### Exercise set
1. In the article below on Eden Prairie financial fraud cases, how did the Foss Swim School funds reach the scammer? Answer in one to three sentences.
2. Extend the article below on Eden Prairie financial fraud cases, starting after its last sentence.

### Selected extract
========================================================================
Financial fraud scammers have racked up nearly $12 million in thefts in four highly visible Eden Prairie cases in 2023. And that doesn’t take into account scammers who are working their computers and phones every day in search of money from businesses to senior citizens, according to Detective John Andrews, the Eden Prairie Police Department’s (EPPD’s) financial crimes investigator.
Search warrant affidavits filed by Andrews in Hennepin County District Court provide details about the most recent Eden Prairie cases:
- An Eden Prairie couple reported on June 15 that they had been scammed out of $9.2 million over a six-month period after the husband began investing in cryptocurrency at the suggestion of a woman he had met on LinkedIn. The wife learned about the scam when her husband called her in a panic after he tried to pull his money out and was told he needed to pay fees to do so. Andrews learned that the woman on LinkedIn wanted the husband to leave his wife for her.
- Foss Swim School reported on March 21 that the company had been swindled out of $1.3 million by someone who had hacked into its email system and began requesting payments for a construction project that the company had underway in Burnsville. The funds were diverted to the hacker’s account, according to the affidavit.
========================================================================
### Dataset

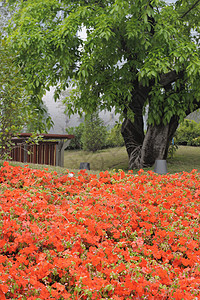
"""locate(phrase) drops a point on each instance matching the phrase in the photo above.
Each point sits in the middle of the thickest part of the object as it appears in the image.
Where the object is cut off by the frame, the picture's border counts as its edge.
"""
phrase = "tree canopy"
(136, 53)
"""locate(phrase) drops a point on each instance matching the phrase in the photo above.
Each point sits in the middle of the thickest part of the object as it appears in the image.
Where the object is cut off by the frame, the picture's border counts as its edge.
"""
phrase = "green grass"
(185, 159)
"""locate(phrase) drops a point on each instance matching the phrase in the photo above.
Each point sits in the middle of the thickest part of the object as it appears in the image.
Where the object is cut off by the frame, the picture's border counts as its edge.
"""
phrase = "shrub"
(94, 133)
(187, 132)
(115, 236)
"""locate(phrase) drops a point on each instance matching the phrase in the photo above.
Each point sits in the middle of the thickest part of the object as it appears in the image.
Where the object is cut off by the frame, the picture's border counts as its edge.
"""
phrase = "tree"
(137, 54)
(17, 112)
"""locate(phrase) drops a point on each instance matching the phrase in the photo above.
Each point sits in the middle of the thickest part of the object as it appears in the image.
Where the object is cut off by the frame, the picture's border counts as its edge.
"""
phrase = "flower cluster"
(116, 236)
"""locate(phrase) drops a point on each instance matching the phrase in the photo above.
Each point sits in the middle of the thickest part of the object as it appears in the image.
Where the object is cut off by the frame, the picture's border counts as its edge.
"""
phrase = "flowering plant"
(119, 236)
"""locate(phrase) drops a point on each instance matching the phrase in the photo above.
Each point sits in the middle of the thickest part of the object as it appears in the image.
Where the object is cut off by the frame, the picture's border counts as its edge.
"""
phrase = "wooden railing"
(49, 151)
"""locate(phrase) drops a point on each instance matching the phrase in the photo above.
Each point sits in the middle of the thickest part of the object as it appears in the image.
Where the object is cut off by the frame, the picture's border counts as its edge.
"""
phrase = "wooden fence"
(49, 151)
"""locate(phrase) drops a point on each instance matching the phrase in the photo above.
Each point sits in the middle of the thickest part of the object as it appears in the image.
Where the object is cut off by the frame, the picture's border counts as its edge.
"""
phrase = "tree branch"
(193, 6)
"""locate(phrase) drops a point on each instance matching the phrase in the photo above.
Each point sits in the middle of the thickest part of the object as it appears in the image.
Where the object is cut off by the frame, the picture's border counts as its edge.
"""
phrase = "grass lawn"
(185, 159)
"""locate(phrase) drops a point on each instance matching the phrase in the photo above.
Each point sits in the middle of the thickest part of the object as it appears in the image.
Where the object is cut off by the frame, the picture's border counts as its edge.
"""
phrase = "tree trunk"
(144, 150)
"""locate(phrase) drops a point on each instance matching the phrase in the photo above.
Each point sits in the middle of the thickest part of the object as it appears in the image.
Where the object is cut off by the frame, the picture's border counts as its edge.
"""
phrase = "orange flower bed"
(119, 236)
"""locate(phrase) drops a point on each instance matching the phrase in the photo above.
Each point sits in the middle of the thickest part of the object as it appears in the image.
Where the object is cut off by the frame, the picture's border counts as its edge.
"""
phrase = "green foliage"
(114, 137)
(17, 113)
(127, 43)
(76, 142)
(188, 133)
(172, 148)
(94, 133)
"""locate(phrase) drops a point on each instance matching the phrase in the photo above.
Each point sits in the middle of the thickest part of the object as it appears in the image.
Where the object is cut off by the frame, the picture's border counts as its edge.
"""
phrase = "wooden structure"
========================================================================
### Results
1. Someone hacked into Foss Swim School's email system and began requesting payments for a construction project the company had underway in Burnsville. The payments were diverted to the hacker's account, which cost the company $1.3 million.

2.
- The Margaret A. Cargill Foundation reported to Eden Prairie police in July losses of $1 million in a scam that involved unknown persons who intercepted payments to one of the foundation’s grant winners. An unknown person had gained access to an employee’s email and login information for the online system at the grant’s destination and changed the bank account number in which the money was deposited.
- Freight shipping giant C.H. Robinson reported losing as much as $361,225 in a theft by swindle. In that case, a search warrant filed in June identified a suspect and indicated probable cause for the alleged crime.
The search warrants are typically aimed at banks and other financial institutions in an attempt to track money that has been stolen. Andrews told Eden Prairie Local News (EPLN) that he could not comment on any of the recent cases as investigations are ongoing. To date, no arrests have been made, and no charges have been filed.
The likelihood that all of them will be solved isn’t guaranteed, Andrews said.
Among the most frequent scams victimizing businesses is the Business Email Compromise, or BEC. In a typical BEC, criminals send an email that appears to come from a known source making a legitimate request, Andrews said.
“Everybody’s doing business over email,” Andrews said. “A lot of our correspondence with people is over email. (We’re) not picking up the phone, talking to people like (we) used to, you’re not meeting in person as much as we used to. The scammers and the criminals are exploiting that.”
Where does the money end up? “Eventually it makes its way overseas,” he said. Stolen money is often used to buy products that are sent overseas and turned into cash.
In 2022, 17 Eden Prairie businesses reported losses of more than $1,000 due to fraud or swindle, according to EPPD data. Charges were filed in six of these cases. Two were denied by the prosecuting authority, and only one was cleared exceptionally. This means at least one offender was identified with probable cause to support arrest, charge, and prosecution.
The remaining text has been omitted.